§ **Work to complete**: Output exactly the line containing "Would you kindly locate the kitchen" and each line after it through the last line of the records, and nothing else.

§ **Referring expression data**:
#####

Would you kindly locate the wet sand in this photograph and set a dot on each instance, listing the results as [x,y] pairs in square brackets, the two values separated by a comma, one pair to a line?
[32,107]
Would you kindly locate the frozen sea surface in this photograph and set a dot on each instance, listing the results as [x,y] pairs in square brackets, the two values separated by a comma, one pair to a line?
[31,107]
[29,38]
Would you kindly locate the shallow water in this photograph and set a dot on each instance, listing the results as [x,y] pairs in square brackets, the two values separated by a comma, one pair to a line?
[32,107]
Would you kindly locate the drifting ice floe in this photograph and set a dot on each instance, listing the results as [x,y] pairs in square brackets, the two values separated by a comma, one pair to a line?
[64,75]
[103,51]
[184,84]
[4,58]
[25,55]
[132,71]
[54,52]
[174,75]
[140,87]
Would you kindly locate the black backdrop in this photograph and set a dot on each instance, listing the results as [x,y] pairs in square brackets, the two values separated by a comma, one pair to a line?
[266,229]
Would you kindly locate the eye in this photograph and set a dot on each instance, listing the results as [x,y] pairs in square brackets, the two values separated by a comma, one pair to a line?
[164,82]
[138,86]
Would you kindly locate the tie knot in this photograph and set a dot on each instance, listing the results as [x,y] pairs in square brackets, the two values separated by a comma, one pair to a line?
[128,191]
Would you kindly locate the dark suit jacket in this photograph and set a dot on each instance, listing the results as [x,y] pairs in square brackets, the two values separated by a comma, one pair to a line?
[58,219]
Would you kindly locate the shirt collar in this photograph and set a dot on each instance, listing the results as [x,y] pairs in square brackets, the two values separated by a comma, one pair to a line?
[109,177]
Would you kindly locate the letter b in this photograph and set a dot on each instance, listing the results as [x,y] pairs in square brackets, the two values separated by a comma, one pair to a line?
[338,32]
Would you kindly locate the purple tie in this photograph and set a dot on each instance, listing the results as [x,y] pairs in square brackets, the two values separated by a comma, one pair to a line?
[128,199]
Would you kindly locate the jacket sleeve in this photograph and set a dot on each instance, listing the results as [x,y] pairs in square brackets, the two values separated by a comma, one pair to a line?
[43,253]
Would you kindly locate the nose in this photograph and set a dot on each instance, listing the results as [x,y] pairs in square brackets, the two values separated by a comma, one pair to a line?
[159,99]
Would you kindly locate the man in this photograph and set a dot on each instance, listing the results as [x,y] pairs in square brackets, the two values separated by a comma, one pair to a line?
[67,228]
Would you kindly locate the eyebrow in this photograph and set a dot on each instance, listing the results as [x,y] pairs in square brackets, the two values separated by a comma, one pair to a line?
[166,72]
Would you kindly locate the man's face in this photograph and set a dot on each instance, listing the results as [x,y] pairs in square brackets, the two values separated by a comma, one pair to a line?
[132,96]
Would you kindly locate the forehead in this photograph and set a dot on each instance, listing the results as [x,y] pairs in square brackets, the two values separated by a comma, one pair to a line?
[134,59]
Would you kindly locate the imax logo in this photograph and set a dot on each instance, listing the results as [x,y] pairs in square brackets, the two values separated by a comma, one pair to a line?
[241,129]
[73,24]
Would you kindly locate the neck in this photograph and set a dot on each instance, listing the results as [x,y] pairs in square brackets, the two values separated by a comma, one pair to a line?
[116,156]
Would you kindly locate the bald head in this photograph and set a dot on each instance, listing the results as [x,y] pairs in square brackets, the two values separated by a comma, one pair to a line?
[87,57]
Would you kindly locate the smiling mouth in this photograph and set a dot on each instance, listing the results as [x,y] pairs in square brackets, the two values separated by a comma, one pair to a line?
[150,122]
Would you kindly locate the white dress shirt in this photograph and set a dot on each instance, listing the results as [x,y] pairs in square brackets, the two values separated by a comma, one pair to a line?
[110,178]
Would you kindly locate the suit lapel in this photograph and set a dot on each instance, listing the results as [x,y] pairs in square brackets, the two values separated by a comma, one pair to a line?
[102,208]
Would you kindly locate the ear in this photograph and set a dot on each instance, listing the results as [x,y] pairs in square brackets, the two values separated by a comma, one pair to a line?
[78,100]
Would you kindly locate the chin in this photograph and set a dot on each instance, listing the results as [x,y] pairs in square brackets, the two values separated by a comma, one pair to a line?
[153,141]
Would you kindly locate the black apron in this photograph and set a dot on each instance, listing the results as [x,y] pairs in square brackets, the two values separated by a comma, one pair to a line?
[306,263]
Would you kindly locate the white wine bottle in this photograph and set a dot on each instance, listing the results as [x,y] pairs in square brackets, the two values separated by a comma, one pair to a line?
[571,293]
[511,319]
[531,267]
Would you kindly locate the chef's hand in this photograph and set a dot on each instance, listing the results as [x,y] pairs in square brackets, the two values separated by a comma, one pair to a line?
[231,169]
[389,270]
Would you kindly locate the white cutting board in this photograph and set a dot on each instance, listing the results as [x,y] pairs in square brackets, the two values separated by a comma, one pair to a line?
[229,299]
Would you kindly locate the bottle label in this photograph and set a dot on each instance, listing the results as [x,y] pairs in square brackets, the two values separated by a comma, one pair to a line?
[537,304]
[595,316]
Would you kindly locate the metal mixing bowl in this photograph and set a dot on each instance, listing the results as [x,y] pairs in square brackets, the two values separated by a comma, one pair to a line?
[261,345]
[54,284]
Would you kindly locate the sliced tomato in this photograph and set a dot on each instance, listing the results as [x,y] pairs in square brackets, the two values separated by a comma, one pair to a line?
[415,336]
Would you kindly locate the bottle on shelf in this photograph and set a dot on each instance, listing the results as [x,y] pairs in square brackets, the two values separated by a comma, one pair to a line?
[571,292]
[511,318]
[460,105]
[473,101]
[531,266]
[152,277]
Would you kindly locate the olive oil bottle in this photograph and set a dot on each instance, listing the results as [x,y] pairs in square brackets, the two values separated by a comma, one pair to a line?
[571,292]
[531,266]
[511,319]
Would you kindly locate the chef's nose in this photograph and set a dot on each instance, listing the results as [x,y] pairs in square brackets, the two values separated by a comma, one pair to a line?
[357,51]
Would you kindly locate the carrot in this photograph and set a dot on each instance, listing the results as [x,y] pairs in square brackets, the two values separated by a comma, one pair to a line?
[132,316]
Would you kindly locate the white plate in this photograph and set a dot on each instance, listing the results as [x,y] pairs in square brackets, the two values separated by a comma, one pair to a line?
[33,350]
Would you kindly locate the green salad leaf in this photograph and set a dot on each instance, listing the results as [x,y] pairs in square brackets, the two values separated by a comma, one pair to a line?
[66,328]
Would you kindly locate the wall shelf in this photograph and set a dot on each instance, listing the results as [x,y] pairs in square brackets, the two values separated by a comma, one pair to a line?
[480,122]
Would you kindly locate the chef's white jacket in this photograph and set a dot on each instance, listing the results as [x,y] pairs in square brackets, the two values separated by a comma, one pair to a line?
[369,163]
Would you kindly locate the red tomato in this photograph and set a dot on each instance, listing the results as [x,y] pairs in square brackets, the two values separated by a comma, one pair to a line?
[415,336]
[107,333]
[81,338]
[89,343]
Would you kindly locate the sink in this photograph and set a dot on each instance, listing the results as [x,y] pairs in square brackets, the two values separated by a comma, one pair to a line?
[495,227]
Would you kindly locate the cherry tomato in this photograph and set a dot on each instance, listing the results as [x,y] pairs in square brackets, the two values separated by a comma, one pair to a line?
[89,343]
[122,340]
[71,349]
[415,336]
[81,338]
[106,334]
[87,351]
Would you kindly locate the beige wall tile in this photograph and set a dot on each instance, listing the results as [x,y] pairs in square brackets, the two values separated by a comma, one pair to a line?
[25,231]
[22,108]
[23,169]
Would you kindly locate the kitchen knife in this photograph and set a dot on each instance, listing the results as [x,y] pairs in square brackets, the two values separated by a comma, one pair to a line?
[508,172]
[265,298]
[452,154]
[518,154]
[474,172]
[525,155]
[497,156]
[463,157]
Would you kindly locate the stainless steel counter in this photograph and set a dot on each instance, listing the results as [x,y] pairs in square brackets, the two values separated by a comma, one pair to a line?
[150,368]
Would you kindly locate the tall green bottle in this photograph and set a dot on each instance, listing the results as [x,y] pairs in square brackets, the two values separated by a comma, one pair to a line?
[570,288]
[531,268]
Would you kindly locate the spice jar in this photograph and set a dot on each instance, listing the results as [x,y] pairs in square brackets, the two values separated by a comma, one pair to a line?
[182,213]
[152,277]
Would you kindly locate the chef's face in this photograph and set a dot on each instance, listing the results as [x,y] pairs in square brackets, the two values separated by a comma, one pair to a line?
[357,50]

#####

§ **Task solution**:
Would you kindly locate the kitchen knife in this photograph and set a dot on each instance, listing the results as [x,y] pairs in square brackets, the two values separated by a comma, one pair to a line?
[508,172]
[265,298]
[452,154]
[518,154]
[474,172]
[525,155]
[497,156]
[463,157]
Would you kindly locate the stainless steel counter in this photograph and set a dot on each instance, listing the results as [x,y] pairs in square brackets, the two values separated by a comma, one pair to a line?
[150,368]
Would you kindly locate the tall green bottle in this photograph and set a dot on each instance, listing the results as [x,y] pairs in square brackets, the two values separated by a comma, one pair to a line?
[570,288]
[531,268]
Would you kindly locate the spice jar in this photograph and set a dot on each instance, listing the results as [x,y] pairs in square brackets, the two values separated by a comma, one pair to a line?
[182,213]
[152,277]
Would you kindly locate the chef's face in this photograph and set a dot on each instance, listing the results as [x,y] pairs in square brackets, the two values separated by a comma, one pair to a line?
[357,50]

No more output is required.